Required work:
Restate, word for word, all of the material shown below.

'''

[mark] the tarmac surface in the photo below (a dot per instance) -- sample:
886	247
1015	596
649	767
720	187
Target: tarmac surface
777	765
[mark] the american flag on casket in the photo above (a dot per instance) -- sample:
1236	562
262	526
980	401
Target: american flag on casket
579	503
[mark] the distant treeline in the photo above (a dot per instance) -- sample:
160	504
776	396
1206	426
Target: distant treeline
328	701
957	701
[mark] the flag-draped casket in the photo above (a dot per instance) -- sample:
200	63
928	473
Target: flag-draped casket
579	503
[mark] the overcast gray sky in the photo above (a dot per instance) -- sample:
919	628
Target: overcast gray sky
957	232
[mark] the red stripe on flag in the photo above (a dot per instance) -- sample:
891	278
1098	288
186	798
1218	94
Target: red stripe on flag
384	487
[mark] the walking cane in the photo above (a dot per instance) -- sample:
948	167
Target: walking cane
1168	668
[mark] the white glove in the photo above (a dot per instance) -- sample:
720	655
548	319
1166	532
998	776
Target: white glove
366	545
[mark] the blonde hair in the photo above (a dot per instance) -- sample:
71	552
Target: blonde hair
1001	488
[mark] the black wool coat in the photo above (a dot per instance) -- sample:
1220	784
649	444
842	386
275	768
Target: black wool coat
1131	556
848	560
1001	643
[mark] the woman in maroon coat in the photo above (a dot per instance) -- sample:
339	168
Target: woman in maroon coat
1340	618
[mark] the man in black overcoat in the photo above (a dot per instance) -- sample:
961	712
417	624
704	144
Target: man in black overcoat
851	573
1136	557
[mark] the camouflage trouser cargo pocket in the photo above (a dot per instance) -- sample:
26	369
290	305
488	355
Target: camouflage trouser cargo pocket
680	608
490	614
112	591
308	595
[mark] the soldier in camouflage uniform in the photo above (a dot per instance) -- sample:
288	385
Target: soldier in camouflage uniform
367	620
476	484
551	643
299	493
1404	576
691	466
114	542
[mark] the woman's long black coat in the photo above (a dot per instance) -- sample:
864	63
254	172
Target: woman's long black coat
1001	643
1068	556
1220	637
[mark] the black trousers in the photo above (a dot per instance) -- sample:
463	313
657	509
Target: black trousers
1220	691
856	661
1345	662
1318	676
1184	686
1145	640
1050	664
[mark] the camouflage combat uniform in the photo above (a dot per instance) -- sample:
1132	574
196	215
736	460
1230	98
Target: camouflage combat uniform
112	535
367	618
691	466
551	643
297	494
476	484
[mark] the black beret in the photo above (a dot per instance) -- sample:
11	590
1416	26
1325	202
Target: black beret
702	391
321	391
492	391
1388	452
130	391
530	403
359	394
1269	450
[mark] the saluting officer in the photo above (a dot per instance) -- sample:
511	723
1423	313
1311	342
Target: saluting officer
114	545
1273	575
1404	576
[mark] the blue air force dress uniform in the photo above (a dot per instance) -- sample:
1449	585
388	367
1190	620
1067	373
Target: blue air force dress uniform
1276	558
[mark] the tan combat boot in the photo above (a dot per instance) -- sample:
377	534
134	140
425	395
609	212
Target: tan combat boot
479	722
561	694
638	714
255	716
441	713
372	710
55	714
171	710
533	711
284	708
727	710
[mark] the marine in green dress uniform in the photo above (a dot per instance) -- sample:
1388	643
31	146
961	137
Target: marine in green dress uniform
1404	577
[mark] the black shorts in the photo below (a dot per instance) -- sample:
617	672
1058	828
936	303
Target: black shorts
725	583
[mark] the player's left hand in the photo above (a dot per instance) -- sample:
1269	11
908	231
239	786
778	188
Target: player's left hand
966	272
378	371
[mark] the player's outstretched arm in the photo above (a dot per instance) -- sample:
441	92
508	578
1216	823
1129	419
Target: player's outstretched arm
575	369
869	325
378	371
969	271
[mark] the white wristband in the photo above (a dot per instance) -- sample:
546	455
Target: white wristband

'''

Result of this exercise:
[mark] the tarmac surface in the photo below (a dot per instance) -- sample:
886	247
1015	596
649	767
720	187
Target: tarmac surface
777	765
[mark] the american flag on casket in the photo above (a dot per instance) -- sample:
1236	562
262	526
980	401
Target: american flag on casket
579	503
[mark] the distant treeline in the photo above (a dot per instance) -- sample:
160	504
776	396
1206	426
Target: distant treeline
328	701
957	701
[mark] the flag-draped casket in the photo above (a dot per instance) -- sample:
200	63
928	473
Target: flag-draped casket
579	503
[mark] the overcast gray sky in the photo above (a dot per instance) -- sample:
919	628
Target: overcast gray sky
957	232
[mark] the red stripe on flag in the photo above (a dot per instance) -- sample:
891	278
1098	288
186	798
1218	94
Target: red stripe on flag
384	487
[mark] the walking cane in the photo above (a dot per instance) -- sample:
948	167
Target: walking cane
1168	668
[mark] the white glove in the photo above (a dot per instance) -- sample:
720	655
548	319
1166	532
998	776
Target: white glove
366	545
[mark] the blonde hair in the photo above (a dot per instance) -- sample:
71	552
Target: blonde hair
1001	488
[mark] the black wool coat in the photo above (a dot per instance) -- sample:
1220	784
649	444
842	386
275	768
Target: black wool coat
1131	556
848	560
1001	643
[mark] the woman in maroon coat in the photo above (a dot per instance) -- sample:
339	168
Target: woman in maroon coat
1340	618
[mark] the man in black overcoat in the photo above (a dot per instance) -- sample:
961	712
417	624
704	144
Target: man in black overcoat
851	573
1136	557
[mark] the camouflage trouser cargo pocket in the photo above (a dot per instance) -- sample:
26	369
290	305
488	355
Target: camouflage trouser cargo pocket
680	608
490	614
112	591
308	595
[mark] the soldier in camouflage uniform in the photo above (a dot per instance) -- sample:
288	385
Target: soldier in camouflage uniform
367	620
476	484
551	643
299	493
1404	576
691	466
114	542
[mark] the woman's long black coat in the photo above (a dot per instance) -- sample:
864	63
254	172
Target: woman's long black coat
1001	643
1068	556
1220	637
[mark] the black trousers in the photo above (a dot per instance) -- sample:
463	313
657	509
Target: black trousers
1220	691
856	661
1345	662
1318	676
1184	686
1145	640
1050	664
[mark] the camouflage combat uniform in the photo above (a dot per instance) -- sample:
1132	574
196	215
736	460
1230	98
Target: camouflage combat uniform
112	535
367	618
691	466
551	643
297	494
476	484
[mark] the black beret in the photo above (a dot per instance) -- sample:
11	590
1416	26
1325	202
Target: black beret
702	391
321	391
492	391
1388	452
130	391
530	403
359	394
1269	450
[mark] the saluting officer in the photo above (a dot per instance) -- sample:
511	723
1423	313
1311	342
Target: saluting officer
114	545
1273	575
1404	576
[mark] the blue air force dress uniform in the photo above (a dot per instance) -- sample:
1449	585
388	367
1190	620
1067	373
Target: blue air force dress uniform
1276	558
[mark] the tan combat boot in the photo above (a dot per instance) -- sample:
377	534
134	140
425	395
609	212
Target: tan combat boot
479	722
561	694
638	714
255	716
441	713
372	710
55	714
171	710
533	711
284	708
727	710
[mark] the marine in green dress uniform in the photo above (a dot per instance) -- sample:
1388	643
31	146
961	137
Target: marine in green dress uniform
1404	577
[mark] the black shorts in the photo below (a dot per instance) -- sample:
617	672
1058	828
936	303
Target: black shorts
725	583
[mark] the player's left hand in the photo above (a dot per instance) -- sample:
1269	11
908	231
239	786
778	188
Target: player's left hand
966	272
378	371
[mark] the player's outstretched arm in the photo above (a dot per instance) -- sample:
441	92
508	578
1216	823
1129	419
Target: player's outstretched arm
575	369
869	325
378	371
969	271
[mark] the white wristband in the photo above (a dot per instance) -- sample:
546	455
Target: white wristband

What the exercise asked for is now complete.